WHAT THE TASK REQUIRES: Among the entries below, count each line holding the word "before". Write only the number.

# # # # #

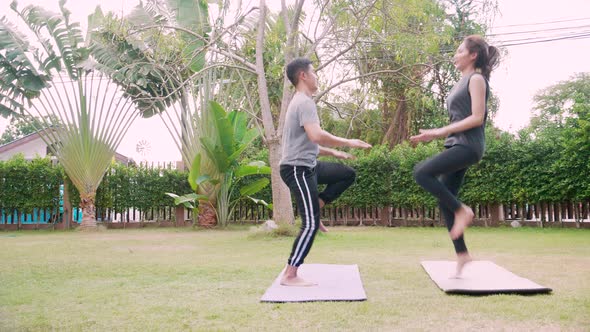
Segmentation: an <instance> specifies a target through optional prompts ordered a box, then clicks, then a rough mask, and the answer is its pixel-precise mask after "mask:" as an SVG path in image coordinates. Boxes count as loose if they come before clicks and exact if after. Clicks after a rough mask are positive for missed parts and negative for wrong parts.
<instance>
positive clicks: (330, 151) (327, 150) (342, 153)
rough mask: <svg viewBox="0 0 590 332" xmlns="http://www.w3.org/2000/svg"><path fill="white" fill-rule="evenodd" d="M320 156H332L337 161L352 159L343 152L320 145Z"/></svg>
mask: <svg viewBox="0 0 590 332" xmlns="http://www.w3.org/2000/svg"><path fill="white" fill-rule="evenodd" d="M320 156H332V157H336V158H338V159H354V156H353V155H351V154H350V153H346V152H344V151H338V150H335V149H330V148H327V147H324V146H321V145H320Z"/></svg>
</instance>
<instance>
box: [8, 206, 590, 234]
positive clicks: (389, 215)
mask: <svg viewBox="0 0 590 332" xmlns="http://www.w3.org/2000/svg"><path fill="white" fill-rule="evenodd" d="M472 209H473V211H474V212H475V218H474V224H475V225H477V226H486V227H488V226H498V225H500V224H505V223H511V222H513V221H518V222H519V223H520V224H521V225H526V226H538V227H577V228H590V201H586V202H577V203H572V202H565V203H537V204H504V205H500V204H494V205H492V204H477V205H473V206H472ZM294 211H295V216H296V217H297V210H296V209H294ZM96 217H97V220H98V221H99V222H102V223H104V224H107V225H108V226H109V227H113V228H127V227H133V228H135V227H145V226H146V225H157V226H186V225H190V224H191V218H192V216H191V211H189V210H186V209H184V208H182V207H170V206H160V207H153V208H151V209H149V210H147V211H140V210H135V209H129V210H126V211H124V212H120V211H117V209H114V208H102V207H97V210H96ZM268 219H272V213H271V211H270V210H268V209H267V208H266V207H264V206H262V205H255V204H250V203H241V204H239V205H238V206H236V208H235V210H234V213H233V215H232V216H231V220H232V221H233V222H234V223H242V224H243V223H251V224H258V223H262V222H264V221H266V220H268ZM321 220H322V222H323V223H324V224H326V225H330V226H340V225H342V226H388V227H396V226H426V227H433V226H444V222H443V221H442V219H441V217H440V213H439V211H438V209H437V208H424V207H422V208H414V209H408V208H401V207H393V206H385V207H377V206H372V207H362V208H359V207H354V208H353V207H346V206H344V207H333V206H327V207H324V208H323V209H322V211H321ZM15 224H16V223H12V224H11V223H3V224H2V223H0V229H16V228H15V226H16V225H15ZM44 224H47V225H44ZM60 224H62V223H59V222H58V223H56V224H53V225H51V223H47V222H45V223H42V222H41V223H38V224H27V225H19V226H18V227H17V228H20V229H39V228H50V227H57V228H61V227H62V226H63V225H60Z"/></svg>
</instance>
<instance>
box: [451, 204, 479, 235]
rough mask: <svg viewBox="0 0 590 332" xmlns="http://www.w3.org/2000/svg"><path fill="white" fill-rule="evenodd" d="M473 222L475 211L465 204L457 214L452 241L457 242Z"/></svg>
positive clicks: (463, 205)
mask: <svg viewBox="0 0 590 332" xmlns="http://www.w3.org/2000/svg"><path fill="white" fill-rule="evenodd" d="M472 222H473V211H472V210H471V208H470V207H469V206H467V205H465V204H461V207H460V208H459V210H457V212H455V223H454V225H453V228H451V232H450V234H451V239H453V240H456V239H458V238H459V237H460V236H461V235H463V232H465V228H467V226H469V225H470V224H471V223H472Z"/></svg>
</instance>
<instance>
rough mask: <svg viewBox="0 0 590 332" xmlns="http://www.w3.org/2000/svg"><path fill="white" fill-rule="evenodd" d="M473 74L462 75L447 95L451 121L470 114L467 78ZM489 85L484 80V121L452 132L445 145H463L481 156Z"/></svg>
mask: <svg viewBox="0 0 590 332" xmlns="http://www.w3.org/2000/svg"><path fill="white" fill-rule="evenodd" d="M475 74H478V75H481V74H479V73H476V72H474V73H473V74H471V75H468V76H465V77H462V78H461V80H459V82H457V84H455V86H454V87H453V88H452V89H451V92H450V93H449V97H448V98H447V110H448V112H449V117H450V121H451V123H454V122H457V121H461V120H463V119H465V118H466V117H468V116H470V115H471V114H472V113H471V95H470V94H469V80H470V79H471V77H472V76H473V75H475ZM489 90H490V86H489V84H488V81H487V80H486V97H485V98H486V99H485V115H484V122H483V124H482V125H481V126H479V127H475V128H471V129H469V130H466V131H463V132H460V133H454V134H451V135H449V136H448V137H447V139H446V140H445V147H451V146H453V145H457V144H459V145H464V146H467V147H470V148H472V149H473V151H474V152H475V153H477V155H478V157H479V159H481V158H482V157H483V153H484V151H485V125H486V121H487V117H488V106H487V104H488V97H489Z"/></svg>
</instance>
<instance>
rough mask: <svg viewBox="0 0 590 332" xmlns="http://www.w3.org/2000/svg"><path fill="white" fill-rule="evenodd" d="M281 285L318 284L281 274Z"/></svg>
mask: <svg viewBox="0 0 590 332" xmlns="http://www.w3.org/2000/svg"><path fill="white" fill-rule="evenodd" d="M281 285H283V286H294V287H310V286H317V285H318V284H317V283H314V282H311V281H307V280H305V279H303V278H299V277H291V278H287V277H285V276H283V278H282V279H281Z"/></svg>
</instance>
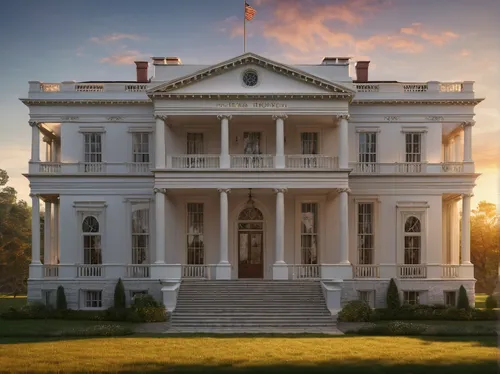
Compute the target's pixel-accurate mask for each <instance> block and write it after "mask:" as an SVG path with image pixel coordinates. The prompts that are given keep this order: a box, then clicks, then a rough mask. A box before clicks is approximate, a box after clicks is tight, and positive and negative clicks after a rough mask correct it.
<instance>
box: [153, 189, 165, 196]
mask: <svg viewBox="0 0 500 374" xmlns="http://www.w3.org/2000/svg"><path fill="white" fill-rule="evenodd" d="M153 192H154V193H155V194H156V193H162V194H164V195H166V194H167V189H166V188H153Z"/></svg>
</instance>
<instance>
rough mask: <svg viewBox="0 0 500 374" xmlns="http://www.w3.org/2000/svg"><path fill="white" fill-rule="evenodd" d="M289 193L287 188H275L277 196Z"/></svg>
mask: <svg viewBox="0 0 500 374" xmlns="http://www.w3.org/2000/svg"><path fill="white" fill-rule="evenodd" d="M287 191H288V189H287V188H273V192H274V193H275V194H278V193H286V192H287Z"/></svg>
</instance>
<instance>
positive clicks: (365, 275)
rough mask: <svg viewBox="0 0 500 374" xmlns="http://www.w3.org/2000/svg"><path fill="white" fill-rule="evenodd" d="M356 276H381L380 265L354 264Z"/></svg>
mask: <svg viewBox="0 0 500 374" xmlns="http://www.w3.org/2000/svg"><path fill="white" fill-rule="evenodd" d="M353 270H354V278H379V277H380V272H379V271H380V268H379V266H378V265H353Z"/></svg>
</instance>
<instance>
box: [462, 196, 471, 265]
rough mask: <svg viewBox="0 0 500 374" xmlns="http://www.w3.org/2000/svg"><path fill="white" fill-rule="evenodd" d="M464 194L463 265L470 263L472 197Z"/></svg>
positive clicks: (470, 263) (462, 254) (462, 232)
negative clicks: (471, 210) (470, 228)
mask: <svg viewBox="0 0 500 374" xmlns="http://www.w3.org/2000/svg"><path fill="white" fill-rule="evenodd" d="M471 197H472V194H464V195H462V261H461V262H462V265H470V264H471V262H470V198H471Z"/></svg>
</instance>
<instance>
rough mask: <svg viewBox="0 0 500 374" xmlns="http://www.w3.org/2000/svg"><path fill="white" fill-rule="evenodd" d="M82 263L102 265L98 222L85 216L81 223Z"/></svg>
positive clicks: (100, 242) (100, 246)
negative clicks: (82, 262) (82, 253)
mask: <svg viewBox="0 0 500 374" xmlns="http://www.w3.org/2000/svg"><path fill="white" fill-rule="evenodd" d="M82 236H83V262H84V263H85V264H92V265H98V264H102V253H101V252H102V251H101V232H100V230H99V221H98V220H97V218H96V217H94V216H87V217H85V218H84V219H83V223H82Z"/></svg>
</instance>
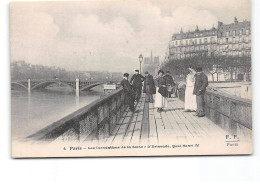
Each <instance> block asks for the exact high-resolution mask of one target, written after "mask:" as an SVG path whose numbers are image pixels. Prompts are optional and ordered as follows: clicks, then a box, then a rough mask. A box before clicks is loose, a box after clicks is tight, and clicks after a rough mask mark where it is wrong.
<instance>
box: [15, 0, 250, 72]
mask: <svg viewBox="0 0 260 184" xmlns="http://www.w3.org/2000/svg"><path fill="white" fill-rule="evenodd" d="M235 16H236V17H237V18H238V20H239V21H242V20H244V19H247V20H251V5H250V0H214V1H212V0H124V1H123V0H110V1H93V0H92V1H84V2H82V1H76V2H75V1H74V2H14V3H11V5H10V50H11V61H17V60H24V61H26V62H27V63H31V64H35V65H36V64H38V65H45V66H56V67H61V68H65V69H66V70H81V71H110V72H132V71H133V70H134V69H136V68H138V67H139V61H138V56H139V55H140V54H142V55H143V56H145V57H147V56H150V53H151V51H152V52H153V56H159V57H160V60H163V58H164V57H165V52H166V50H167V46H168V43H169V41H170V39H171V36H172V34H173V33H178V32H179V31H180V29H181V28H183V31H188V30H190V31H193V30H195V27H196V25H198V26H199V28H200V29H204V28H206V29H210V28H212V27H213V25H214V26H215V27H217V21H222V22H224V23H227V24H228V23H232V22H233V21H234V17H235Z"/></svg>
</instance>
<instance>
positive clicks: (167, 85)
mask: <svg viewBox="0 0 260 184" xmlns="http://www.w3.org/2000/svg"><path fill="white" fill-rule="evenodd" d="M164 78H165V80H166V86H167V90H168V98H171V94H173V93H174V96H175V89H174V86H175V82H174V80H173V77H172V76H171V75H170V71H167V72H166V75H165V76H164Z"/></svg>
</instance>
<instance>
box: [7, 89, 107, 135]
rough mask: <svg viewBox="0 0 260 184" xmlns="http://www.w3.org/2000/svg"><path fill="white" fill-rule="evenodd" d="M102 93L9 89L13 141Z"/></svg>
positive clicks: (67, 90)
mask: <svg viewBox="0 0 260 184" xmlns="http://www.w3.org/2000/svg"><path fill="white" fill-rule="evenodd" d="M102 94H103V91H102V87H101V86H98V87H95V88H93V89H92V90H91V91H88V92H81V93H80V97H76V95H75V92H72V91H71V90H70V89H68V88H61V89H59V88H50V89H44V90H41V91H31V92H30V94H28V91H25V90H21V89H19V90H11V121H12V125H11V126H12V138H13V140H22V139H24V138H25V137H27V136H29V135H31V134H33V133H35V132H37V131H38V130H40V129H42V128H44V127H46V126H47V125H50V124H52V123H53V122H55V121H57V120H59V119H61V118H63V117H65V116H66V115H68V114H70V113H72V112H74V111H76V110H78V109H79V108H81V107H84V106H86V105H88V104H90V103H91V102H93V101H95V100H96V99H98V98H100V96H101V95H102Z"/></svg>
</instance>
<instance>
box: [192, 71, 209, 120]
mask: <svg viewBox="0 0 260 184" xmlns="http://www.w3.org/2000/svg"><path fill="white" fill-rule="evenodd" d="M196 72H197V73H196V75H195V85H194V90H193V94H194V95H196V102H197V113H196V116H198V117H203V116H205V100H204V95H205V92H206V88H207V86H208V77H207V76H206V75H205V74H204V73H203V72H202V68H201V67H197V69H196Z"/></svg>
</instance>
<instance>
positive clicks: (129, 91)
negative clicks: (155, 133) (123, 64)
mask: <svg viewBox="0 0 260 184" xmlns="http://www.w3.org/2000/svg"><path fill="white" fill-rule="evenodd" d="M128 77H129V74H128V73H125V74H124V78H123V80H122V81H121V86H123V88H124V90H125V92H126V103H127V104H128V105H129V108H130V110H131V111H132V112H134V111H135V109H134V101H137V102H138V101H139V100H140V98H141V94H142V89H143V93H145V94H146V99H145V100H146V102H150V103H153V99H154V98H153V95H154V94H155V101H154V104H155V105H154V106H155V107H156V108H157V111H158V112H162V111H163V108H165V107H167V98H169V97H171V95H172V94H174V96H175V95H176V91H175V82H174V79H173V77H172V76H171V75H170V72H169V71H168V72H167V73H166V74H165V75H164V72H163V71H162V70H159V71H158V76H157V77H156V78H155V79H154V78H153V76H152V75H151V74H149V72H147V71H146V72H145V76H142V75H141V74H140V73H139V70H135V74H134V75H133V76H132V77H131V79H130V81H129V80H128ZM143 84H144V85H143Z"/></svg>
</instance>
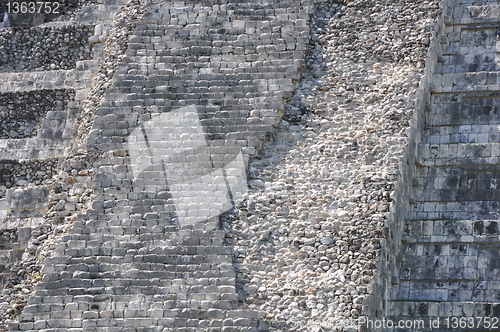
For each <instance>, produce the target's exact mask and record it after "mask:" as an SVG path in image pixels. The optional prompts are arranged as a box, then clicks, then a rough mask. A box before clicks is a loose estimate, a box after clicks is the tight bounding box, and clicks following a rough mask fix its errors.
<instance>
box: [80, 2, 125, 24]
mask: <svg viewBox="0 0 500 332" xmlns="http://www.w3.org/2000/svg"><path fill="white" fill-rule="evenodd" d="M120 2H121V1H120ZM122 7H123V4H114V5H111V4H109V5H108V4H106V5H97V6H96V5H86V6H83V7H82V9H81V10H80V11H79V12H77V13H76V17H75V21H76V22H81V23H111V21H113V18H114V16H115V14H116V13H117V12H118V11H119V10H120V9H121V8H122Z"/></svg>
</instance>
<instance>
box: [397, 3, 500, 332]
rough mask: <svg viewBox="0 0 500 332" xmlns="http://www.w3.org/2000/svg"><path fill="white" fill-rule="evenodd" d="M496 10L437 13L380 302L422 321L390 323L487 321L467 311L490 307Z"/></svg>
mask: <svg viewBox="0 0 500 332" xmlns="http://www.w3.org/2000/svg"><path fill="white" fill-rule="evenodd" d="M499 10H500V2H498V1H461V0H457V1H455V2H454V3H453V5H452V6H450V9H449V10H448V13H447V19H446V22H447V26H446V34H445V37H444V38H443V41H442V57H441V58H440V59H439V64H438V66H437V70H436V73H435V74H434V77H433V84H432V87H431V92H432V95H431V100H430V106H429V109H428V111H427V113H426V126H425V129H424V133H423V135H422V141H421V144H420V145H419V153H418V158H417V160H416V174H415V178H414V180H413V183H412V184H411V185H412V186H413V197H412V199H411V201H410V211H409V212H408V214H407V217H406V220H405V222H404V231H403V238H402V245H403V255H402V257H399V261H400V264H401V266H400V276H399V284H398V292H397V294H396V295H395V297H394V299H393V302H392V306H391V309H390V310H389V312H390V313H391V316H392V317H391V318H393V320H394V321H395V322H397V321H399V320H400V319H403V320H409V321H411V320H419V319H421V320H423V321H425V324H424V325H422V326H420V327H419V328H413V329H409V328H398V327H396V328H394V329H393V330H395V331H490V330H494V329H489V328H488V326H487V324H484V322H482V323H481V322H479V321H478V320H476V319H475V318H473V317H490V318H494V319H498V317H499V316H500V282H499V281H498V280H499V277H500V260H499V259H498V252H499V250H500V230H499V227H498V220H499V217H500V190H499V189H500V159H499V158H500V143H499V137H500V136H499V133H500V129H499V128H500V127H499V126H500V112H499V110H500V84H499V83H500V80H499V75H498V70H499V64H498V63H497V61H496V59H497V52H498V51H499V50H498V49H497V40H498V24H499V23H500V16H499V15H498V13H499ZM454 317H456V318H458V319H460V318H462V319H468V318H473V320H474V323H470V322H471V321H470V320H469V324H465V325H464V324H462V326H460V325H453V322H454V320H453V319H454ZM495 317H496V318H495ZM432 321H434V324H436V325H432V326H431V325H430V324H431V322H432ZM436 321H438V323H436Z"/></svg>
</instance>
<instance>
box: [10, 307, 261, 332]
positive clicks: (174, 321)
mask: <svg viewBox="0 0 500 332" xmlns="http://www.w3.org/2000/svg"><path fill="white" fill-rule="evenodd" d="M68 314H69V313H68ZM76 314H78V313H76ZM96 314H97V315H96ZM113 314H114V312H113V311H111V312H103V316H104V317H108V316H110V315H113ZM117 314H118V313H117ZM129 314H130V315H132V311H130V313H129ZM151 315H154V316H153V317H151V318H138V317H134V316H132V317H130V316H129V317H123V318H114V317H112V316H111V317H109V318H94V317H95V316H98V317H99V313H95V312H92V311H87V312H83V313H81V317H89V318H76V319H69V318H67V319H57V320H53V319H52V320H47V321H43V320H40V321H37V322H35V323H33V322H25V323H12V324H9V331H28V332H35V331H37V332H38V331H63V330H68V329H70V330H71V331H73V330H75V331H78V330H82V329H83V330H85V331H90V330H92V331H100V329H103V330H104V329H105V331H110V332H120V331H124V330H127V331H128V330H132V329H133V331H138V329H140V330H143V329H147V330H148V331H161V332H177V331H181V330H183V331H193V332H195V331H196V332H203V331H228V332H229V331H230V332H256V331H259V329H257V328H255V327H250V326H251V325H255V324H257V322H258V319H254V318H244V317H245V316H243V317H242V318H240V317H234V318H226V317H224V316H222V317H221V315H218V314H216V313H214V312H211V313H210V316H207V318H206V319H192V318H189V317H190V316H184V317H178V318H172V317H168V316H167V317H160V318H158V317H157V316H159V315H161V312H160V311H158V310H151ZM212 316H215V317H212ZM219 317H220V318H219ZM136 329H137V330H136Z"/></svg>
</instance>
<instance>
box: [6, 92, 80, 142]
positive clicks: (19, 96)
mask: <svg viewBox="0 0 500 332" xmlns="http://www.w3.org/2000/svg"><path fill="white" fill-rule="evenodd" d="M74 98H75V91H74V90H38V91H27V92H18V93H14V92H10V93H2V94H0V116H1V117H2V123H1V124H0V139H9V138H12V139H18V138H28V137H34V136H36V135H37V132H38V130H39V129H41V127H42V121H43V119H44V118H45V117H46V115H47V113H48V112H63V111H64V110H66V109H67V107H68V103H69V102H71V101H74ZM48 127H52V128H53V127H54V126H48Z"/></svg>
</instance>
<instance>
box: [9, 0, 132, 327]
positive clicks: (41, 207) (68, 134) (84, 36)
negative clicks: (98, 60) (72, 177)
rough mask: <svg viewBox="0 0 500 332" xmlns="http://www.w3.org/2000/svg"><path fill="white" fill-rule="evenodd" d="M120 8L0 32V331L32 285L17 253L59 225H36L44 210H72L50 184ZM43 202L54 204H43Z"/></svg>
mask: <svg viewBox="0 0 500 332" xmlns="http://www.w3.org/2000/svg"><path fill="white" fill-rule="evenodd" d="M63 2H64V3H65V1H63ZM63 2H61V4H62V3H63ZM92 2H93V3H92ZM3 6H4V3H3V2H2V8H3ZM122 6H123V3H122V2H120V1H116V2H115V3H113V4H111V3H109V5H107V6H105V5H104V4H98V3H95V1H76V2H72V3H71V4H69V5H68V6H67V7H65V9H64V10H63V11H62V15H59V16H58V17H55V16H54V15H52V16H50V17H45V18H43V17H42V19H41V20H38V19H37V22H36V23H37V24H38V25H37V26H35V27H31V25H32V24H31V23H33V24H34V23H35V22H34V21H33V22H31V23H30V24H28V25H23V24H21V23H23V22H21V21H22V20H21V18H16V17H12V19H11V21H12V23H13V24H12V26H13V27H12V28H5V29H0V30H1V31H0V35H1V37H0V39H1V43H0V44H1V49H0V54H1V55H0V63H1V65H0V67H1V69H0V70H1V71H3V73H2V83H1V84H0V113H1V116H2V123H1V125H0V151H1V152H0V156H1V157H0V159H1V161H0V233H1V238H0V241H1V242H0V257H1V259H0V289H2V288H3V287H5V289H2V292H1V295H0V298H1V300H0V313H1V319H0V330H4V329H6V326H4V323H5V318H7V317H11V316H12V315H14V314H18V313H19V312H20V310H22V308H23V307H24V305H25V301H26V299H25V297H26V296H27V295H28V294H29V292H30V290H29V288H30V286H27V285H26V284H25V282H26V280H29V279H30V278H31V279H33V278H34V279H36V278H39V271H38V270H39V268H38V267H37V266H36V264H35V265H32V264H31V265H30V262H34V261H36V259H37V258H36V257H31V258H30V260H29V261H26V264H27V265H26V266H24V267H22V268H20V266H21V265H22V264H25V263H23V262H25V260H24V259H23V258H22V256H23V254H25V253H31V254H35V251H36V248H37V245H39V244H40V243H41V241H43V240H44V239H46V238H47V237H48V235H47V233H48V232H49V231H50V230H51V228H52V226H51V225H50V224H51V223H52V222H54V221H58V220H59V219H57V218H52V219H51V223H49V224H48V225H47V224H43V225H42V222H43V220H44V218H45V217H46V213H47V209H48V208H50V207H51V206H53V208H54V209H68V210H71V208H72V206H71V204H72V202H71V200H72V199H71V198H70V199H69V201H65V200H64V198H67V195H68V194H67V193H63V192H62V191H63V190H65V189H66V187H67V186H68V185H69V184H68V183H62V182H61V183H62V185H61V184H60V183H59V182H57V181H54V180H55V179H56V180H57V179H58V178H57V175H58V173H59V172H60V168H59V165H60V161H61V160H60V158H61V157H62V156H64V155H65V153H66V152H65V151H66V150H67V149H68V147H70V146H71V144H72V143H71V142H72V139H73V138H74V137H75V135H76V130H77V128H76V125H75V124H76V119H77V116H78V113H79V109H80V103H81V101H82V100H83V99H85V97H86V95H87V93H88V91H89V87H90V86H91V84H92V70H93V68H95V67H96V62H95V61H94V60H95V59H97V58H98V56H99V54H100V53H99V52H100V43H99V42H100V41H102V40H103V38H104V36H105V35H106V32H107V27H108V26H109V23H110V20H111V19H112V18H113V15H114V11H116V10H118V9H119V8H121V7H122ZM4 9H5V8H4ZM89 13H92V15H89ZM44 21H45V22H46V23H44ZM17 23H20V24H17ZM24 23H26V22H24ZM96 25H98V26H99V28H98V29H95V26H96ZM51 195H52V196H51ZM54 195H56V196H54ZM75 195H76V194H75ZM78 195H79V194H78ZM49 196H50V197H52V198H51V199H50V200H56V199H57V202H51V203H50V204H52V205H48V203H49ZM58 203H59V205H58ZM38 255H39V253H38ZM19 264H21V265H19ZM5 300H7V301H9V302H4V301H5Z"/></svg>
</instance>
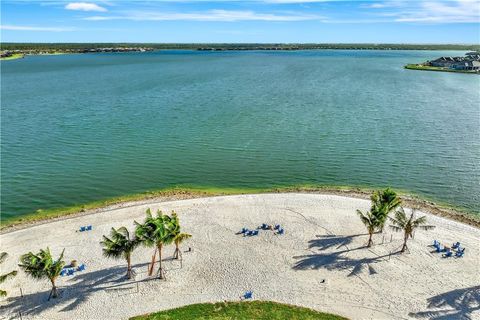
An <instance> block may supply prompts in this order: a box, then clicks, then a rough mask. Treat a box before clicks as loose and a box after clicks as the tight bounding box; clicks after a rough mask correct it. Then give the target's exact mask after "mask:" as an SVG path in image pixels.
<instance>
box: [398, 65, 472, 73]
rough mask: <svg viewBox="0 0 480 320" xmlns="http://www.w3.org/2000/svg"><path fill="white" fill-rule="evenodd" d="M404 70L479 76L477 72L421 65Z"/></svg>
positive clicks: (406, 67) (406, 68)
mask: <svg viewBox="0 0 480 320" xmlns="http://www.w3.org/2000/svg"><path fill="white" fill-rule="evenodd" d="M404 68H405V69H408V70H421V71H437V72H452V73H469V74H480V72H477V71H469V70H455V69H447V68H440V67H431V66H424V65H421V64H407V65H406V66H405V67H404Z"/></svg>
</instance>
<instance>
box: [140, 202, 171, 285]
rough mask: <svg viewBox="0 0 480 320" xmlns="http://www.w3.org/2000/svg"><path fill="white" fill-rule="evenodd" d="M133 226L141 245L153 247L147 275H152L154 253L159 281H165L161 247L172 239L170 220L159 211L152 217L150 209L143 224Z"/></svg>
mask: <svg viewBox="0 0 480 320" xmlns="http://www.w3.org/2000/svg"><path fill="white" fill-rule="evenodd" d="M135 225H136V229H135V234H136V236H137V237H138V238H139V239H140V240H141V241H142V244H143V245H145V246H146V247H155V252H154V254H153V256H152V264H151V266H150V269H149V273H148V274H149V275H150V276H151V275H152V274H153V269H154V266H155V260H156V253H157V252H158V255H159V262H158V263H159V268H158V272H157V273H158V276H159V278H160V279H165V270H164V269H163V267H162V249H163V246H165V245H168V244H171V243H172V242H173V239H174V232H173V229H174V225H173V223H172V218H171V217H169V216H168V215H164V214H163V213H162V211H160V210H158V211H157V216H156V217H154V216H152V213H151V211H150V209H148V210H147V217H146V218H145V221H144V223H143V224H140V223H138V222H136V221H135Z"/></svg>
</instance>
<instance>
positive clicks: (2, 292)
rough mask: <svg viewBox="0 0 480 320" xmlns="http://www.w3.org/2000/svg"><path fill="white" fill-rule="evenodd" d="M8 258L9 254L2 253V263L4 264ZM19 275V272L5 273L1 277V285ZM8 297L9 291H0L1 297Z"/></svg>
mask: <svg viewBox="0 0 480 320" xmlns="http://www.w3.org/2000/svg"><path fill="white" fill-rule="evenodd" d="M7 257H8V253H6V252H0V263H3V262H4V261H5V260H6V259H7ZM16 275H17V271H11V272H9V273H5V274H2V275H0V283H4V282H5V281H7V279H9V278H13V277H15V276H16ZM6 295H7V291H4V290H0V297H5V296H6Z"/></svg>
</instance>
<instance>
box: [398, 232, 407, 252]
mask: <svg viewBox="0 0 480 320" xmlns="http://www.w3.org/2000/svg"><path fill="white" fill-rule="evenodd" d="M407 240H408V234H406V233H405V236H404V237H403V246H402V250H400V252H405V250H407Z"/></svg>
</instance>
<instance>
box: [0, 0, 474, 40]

# # # # #

OUTPUT: 5